## Your task
Rewrite all of the items below, substituting "Target" for every "Query" and leaving everything else unchanged.

## Exercise inputs
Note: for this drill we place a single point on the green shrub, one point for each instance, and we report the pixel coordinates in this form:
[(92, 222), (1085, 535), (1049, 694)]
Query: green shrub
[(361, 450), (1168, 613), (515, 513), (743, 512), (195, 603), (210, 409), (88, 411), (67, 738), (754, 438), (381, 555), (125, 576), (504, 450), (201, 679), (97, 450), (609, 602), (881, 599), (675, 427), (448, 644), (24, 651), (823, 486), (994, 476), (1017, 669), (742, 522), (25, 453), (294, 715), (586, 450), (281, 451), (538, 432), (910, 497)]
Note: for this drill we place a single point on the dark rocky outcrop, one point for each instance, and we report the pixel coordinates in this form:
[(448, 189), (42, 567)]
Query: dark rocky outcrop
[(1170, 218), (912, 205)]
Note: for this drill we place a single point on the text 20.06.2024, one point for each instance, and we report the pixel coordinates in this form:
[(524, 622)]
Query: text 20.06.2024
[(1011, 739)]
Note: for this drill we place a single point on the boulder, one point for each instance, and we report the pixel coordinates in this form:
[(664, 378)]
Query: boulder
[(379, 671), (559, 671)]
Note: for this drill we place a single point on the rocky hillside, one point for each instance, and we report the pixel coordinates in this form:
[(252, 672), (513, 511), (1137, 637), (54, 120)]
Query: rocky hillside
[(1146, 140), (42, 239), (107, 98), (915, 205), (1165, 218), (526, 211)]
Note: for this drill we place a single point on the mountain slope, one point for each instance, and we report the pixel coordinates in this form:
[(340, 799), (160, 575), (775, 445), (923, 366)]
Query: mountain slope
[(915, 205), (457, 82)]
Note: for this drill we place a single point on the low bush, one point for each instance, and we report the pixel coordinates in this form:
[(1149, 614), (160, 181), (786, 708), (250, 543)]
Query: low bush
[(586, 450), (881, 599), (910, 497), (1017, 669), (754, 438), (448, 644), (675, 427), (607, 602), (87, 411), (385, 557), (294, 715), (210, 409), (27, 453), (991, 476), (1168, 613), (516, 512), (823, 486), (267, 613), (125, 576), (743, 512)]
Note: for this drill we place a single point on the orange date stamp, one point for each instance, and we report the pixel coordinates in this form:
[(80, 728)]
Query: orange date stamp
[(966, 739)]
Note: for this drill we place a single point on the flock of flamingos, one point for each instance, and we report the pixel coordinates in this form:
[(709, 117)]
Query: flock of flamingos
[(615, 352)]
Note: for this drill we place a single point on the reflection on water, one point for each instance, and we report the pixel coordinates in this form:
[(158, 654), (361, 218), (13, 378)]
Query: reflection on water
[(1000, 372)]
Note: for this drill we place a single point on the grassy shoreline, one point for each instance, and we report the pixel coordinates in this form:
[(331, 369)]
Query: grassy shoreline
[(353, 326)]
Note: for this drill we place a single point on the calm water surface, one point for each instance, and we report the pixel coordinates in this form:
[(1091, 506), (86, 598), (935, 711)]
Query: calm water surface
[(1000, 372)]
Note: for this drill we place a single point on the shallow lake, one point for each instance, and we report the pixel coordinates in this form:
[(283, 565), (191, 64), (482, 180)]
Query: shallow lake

## Solution to this problem
Note: for this drill we place a single point on the green shrub, one point for each instance, and we report the pixel coordinates in this form:
[(92, 222), (1085, 535), (1049, 694)]
Target: green shrub
[(361, 450), (1168, 613), (515, 513), (743, 512), (195, 603), (210, 409), (88, 411), (67, 738), (754, 438), (381, 555), (125, 576), (504, 450), (201, 679), (97, 450), (609, 602), (881, 599), (675, 427), (448, 644), (24, 651), (823, 486), (994, 476), (1017, 669), (742, 522), (25, 453), (294, 715), (586, 450), (281, 451), (538, 432), (910, 497)]
Note: for this drill we place a single point on the dark rocky outcrop, one point for each instance, and we report the pixel coordinates in this form:
[(448, 189), (42, 567)]
Target: dark rocky outcrop
[(1170, 218), (912, 205)]
Note: for this drill we place a single point on the text 20.06.2024, one point for each instance, and we report the pixel coordinates in this form:
[(524, 622)]
Target: text 20.06.2024
[(1011, 739)]
Note: for this drill we place a single point on the boulder, one point for each instance, and we report the pixel coordinates in this form:
[(664, 378)]
Target: boulder
[(379, 671), (559, 671)]
Note: for this drill we place a single point on the rocky hillside, one point for each instance, and we report the pixel coordinates in this form:
[(252, 672), (513, 511), (1137, 637), (54, 120)]
Target: rocky hillside
[(1146, 140), (42, 239), (107, 98), (915, 205), (1165, 218), (526, 211)]
Note: for this drill we place a single point on the mountain slope, one point for each instance, and we report the pixel coordinates in this form:
[(340, 799), (160, 575), (775, 445), (923, 366)]
Target: mountain slope
[(915, 205), (457, 82)]
Note: for this drill we place a single point on the low bush, one point for each instance, and we report the pixel coordinates in this form:
[(1149, 614), (160, 181), (786, 708), (250, 543)]
Target: low bush
[(586, 450), (881, 599), (910, 497), (1017, 669), (754, 438), (448, 644), (675, 427), (607, 602), (87, 411), (385, 557), (294, 715), (210, 409), (27, 453), (991, 476), (1168, 613), (516, 512), (823, 486), (267, 613), (125, 576), (743, 512)]
Note: for this drill we place a single point on the orange date stamp, one point for each instance, and we report the pixel coordinates in this form:
[(80, 728)]
Target: orange date stamp
[(966, 739)]
Note: for this drill we place a single point on the flock of flamingos, one point for each instance, and we report the pixel coordinates in this form:
[(709, 117)]
Target: flock of flamingos
[(615, 352)]
Note: for this drill we place a single point on the reflection on water, one point for each instance, and we report the pixel coordinates in this form:
[(158, 654), (361, 218), (13, 378)]
Target: reflection on water
[(1000, 372)]
Note: for this drill we place a single point on the grassy shoreline, one point for each instance, and we report the pixel coordinates in this form:
[(331, 369)]
Target: grassy shoreline
[(353, 326)]
Note: for this drill we place a single point on the calm water surface, one point for each instance, and we report the pixel coordinates in this form:
[(1091, 506), (86, 598), (935, 711)]
Target: calm water surface
[(1000, 372)]
Note: for this drill we place a single point on the shallow lake, one point for each instance, and we report the pixel coordinates in this form:
[(283, 565), (191, 64), (482, 180)]
Target: shallow lake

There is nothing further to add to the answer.